-- Start of Quoted text --

Wow, talk about your bad luck, sorry to hear you missed the International and your Canada portion. I believe (and I hope) that your first time missing this train will be your last. The closest I remember being to missing a train (though I may have actually missed an NJT at one point), is once an incorrect announcement said that the New York Train would be boarding on the outbound track, the train then pulls on to the inbound track shortly after, but thankfully we managed to get on the train, despite having to go under it (using the stairwell of course).


----------



## battalion51 (Mar 3, 2004)

Bill Haithcoat said:


> Many times I have been hanging around stations when I had to witness people seeing the markers disappear. This is in smaller stations, where you can more easily tell what is going on. Seen it a number of times. Always feel bad for the people. Also feel bad for the agent when they are chewing him out about it afterwards.


Actually usually it's the passenger that chews out the agent, not the other way around. I've been on board several times (it always happens at Deerfield Beach for some reason), when we'll do our station work, wait on the card. Once watches hit 08:02, the Conductor will high ball the engine, and they'll dial down the gates. It seems like once every five trips or so, once those gates have been dialed down the agent will say on the radio "Hold on hold on I've got some late people here." 9 times out of 10 the Conductor will say back to him "Next train's in three and a half hours," and on we go to Delray Beach. Never show up late and expect a pity stop, because most of the time you won't get it.


----------



## coachseats (Mar 4, 2004)

-- End of Quoted text --
-- Start of Records supplied --

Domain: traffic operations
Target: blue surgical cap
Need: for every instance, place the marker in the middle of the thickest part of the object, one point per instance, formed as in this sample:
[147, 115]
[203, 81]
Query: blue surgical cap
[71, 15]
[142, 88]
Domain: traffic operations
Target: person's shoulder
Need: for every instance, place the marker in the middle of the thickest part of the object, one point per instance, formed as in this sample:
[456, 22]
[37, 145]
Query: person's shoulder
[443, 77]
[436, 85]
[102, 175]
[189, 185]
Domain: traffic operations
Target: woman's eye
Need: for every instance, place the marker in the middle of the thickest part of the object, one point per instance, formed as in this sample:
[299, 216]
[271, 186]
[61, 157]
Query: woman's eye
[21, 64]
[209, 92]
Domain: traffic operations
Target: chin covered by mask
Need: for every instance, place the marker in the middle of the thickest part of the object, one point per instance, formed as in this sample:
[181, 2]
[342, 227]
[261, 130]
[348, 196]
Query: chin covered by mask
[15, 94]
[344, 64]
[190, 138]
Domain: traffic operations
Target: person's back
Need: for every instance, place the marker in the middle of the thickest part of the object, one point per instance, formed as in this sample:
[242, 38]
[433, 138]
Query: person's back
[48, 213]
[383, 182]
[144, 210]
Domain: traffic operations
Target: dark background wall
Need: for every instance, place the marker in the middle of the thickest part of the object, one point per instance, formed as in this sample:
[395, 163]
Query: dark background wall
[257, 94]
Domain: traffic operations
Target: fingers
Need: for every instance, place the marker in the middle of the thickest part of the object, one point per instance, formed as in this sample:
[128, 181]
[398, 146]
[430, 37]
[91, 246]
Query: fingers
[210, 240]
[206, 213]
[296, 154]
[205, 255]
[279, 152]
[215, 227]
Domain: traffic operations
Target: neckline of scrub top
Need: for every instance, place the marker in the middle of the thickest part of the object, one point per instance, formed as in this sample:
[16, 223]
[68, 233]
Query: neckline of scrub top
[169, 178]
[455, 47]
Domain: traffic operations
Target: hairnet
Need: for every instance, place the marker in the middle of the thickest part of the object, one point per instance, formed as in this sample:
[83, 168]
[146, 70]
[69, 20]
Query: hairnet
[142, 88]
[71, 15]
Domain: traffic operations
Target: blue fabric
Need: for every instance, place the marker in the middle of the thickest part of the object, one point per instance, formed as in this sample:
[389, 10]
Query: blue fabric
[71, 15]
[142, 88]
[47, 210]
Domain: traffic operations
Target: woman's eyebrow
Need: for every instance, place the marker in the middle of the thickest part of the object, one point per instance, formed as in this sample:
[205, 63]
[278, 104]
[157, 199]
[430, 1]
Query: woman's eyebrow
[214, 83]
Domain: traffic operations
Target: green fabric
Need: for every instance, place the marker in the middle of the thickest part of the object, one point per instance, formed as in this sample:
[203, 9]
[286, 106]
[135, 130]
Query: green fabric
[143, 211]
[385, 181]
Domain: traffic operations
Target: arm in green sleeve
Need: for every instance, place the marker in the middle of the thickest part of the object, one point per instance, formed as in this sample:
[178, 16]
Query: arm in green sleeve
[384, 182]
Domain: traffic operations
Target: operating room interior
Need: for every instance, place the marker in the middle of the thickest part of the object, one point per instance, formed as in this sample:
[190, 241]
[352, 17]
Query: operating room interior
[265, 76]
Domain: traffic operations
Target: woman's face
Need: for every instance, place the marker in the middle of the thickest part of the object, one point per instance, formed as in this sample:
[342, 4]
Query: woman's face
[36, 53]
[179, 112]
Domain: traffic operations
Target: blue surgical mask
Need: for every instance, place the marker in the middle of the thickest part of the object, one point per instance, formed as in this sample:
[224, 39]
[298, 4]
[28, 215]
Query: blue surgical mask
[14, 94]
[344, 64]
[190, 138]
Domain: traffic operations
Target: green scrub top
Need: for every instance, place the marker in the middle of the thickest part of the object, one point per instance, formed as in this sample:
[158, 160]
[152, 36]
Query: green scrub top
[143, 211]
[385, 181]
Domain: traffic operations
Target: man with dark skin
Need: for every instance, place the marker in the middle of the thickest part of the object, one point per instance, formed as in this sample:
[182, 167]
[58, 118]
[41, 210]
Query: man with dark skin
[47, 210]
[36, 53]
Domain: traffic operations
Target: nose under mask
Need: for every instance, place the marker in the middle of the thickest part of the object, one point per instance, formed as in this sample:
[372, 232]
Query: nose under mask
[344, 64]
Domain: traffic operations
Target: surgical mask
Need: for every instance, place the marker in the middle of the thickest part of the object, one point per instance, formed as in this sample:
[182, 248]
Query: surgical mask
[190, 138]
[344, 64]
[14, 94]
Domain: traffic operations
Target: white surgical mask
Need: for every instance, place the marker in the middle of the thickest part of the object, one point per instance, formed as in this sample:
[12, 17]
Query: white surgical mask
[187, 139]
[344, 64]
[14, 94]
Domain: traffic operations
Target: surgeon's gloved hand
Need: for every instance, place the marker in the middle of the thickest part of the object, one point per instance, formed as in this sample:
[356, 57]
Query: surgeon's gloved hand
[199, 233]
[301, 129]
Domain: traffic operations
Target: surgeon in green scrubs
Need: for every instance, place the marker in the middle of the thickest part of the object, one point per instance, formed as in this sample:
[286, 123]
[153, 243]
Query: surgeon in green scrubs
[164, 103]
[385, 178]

-- End of Records supplied --
-- Start of Records supplied --

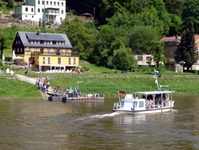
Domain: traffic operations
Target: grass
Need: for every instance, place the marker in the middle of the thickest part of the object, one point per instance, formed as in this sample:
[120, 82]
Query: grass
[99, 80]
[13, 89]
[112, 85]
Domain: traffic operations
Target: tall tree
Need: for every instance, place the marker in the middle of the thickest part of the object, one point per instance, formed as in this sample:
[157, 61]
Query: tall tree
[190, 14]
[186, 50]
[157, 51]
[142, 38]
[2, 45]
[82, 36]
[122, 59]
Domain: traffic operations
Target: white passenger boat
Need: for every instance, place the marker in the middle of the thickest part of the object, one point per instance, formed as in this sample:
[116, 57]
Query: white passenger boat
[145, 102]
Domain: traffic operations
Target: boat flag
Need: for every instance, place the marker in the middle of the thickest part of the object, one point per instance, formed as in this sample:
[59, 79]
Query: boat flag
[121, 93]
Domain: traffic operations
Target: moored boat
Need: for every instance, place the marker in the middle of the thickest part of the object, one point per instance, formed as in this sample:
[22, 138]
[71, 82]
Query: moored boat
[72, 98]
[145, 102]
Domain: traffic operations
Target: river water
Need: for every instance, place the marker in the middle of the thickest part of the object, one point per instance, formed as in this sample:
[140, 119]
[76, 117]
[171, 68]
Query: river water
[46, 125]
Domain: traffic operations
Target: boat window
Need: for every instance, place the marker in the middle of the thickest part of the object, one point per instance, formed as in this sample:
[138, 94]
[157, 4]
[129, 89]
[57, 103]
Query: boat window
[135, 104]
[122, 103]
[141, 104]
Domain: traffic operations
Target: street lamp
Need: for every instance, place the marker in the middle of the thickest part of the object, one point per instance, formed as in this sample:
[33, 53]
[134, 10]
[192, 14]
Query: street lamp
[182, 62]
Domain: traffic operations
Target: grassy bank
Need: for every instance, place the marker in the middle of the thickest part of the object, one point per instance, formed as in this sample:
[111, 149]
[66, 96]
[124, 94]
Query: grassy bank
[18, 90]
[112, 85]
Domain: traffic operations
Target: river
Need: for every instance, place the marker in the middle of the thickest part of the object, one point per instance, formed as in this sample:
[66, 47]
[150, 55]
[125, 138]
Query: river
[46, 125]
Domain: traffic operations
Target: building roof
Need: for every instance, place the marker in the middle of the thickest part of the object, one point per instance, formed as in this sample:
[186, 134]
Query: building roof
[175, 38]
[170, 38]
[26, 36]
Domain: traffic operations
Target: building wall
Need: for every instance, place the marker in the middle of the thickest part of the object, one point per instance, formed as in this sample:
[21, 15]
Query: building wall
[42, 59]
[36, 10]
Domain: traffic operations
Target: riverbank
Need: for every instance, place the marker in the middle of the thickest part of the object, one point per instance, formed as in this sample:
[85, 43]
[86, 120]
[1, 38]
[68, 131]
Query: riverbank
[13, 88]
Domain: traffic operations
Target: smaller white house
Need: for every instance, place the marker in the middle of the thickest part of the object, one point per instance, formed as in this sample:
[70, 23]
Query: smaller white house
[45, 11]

-- End of Records supplied --

__Written tasks__.
**1)** In the forum thread about missing trains, what caused the first poster's closest call with missing the New York train? Answer in one to three sentences.
**2)** Continue the forum thread about missing trains from where it stops.

__Answers to each task__.
**1)** An incorrect announcement said the New York train would board on the outbound track, but the train pulled onto the inbound track shortly afterward. The poster's group still made it aboard by going under the train through the stairwell.

**2)**
Once when I boarded the Capitol Limited in Cleveland, a lady who was supposed to get on the Lake Shore Limited (which was following directly behind but the situation was well explained with station announcements) got on our train instead! I overheard on the conductor's radio as they decided that she would have to ride all the way to D.C. and then connect to NYC because there was no safe way to transfer her to the correct train. Don't feel bad, Alan, not only did she miss her train, she got on the wrong one!


----------



## Bill Haithcoat (Mar 4, 2004)

battalion51 said:


> Bill Haithcoat said:
> 
> 
> > Many times I have been hanging around stations when I had to witness people seeing the markers disappear. This is in smaller stations, where you can more easily tell what is  going on. Seen it a number of times. Always feel bad for the people. Also  feel bad for the agent when they are chewing him out about it afterwards.
> ...


No big deal B51 but I think you mis-read me on that point....I did, indeed, mean (as did you) that the passenger would chew out the agent.

Though I did not hang around the station nearly as much as you do, we did "kind of" know the ticket agents and would thus feel sorry when they would be given a hard time over something which was not their fault.


----------



## panamaclipper (Mar 5, 2004)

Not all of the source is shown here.